START Exercise inputs
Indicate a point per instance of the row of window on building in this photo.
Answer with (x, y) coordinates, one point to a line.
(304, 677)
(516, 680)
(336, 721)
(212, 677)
END Exercise inputs
START Exercise inputs
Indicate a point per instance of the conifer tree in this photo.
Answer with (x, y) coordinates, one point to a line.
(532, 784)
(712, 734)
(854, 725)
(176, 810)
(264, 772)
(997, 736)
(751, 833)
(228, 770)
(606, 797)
END Exercise inputs
== Task item ==
Copy out every line of the listing that contains the string "Indicate".

== Result of this exercise ==
Indicate a point per instance of the row of window on building in this photo.
Indicate a point per instance of the conifer tree in this photo.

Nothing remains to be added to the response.